> [Provided passage]:
____________________

By flattening the double-summation, we get:

`G(n) = 1/2 \sum_{k=1}^n φ(k) * floor(n/k) * floor(1+n/k)`

It's possible to approach this problem in the same way as we did the for the partial-sums of the sigma function, based on the formula:

`\sum_{k=1}^n φ(k) = 1/2 \sum_{k=1}^n μ(k) * floor(n/k) * floor(1 + n/k)`

where `μ(k)` is the Möbius function, but this requires a fast algorithm for computing the Mertens function (A002321).

However, we can compute partial sums of Euler's totient function more efficiently, without using the Mertens function.

____________________

> [Provided material]:

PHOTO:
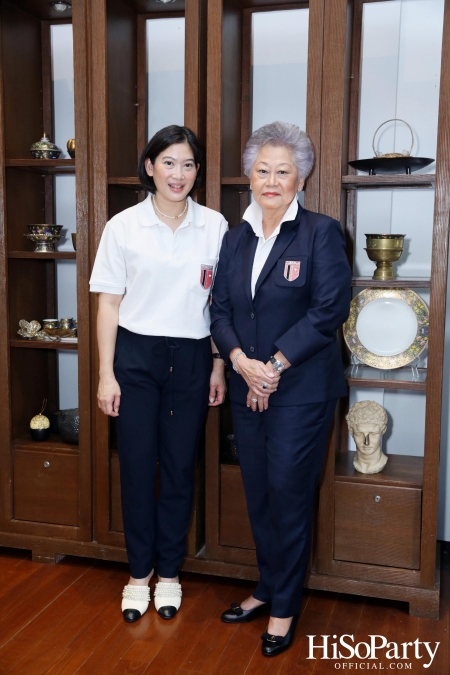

____________________

> [Exercise 1]:
Answer these about the totient passage, one line each:
(a) What is `μ(k)` said to be?
(b) The formula-based approach requires a fast algorithm for computing which function?
(c) Which function's partial sums can be computed more efficiently without the Mertens function?
> [Exercise 2]:
Decide whether each statement agrees with the totient passage, and support each yes or no with the passage's own words:
(a) The formula-based approach needs a fast algorithm for the Mertens function.
(b) The expression for G(n) comes from turning a single summation into a double one.
(c) Partial sums of Euler's totient function can be computed only by using the Mertens function.
> [Exercise 3]:
Please write out the totient passage from "By flattening the" up to and including "the Mertens function.", substituting "Mertens summatory function" for "Mertens function".

> [Final answer 1]:
(a) The Möbius function.
(b) The Mertens function (A002321).
(c) Euler's totient function.

> [Final answer 2]:
(a) Yes: "but this requires a fast algorithm for computing the Mertens function (A002321)."
(b) No: "By flattening the double-summation, we get:"
(c) No: "we can compute partial sums of Euler's totient function more efficiently, without using the Mertens function."

> [Final answer 3]:
By flattening the double-summation, we get:

`G(n) = 1/2 \sum_{k=1}^n φ(k) * floor(n/k) * floor(1+n/k)`

It's possible to approach this problem in the same way as we did the for the partial-sums of the sigma function, based on the formula:

`\sum_{k=1}^n φ(k) = 1/2 \sum_{k=1}^n μ(k) * floor(n/k) * floor(1 + n/k)`

where `μ(k)` is the Möbius function, but this requires a fast algorithm for computing the Mertens summatory function (A002321).

However, we can compute partial sums of Euler's totient function more efficiently, without using the Mertens summatory function.